SELECTED PASSAGE
Re: Finding intersection of two curves/ Chord that cuts a circle in ratio 1:3
- To: mathgroup at smc.vnet.net
- Subject: [mg41071] Re: Finding intersection of two curves/ Chord that cuts a circle in ratio 1:3
- From: Jens-Peer Kuska <kuska at informatik.uni-leipzig.de>
- Date: Thu, 1 May 2003 04:57:57 -0400 (EDT)
- Organization: Universitaet Leipzig
- References: <b8o2ad$p38$1@smc.vnet.net>
- Reply-to: kuska at informatik.uni-leipzig.de
- Sender: owner-wri-mathgroup at wolfram.com
Hi,
Plot[Evaluate[Integrate[Sqrt[1 - x^2], {x, 0, S}] - Pi/8], {S, 0, 1}]
and
FindRoot[Evaluate[Integrate[Sqrt[1 - x^2], {x, 0, S}] == Pi/8], {S,
4/10}]
Regards
Jens
Sujai wrote:
>
> I feel like I should know this, but am stuck:
>
> Am trying to find the point along the radius in a circle where, if I
> draw a chord perpendicular to the radius, I get a segment that is 1/4th
> of the total area of the circle.

DIRECTION 1
Convert every line of the rows below into a JSON list of strings, one string per line, skipping blank lines and leaving out the pictures.

AVAILABLE DATA
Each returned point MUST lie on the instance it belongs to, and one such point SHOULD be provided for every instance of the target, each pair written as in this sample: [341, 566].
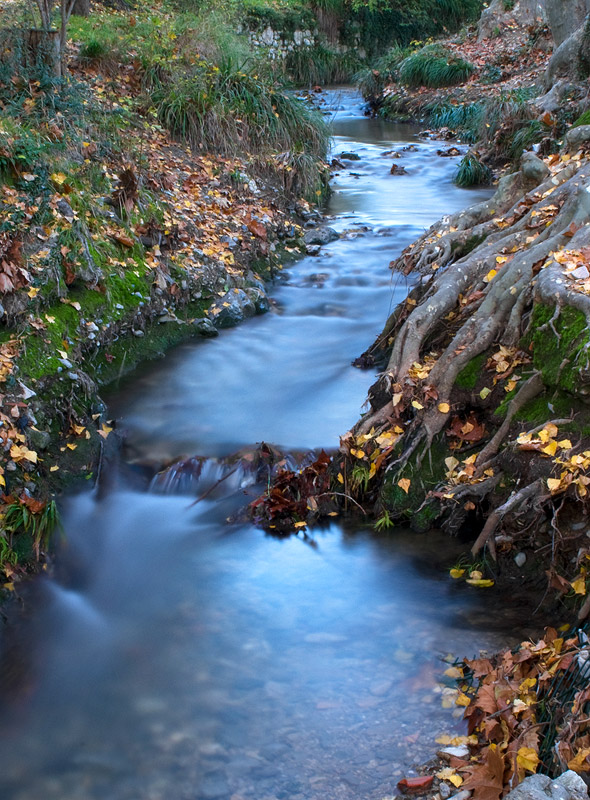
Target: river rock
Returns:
[321, 236]
[447, 753]
[232, 308]
[577, 137]
[205, 327]
[568, 786]
[259, 298]
[533, 170]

DIRECTION 2
In the mathgroup post about the circle chord, what fraction of the circle's total area should the segment cut off by the chord be?

WRITTEN RESPONSE 1
[
  "Each returned point MUST lie on the instance it belongs to, and one such point SHOULD be provided for every instance of the target, each pair written as in this sample: [341, 566].",
  "Target: river rock",
  "Returns:",
  "[321, 236]",
  "[447, 753]",
  "[232, 308]",
  "[577, 137]",
  "[205, 327]",
  "[568, 786]",
  "[259, 298]",
  "[533, 170]"
]

WRITTEN RESPONSE 2
One quarter (1/4) of the total area.